=== Task to complete ===
Rewrite all the rows below with "wooden stake" changed to "metal stake" and nothing else altered.
[Begin Data provided]
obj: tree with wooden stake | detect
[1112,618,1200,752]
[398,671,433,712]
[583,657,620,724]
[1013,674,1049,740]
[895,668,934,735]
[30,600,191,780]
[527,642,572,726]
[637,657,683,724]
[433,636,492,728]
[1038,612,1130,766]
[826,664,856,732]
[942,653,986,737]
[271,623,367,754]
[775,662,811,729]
[End Data provided]
=== Response to the exercise ===
obj: tree with metal stake | detect
[1112,618,1200,752]
[398,671,433,712]
[583,657,620,724]
[1013,674,1049,740]
[895,668,934,735]
[30,600,191,780]
[527,642,572,726]
[637,657,683,724]
[433,636,492,728]
[1038,612,1130,766]
[826,664,856,732]
[942,653,986,737]
[271,623,367,754]
[775,662,811,729]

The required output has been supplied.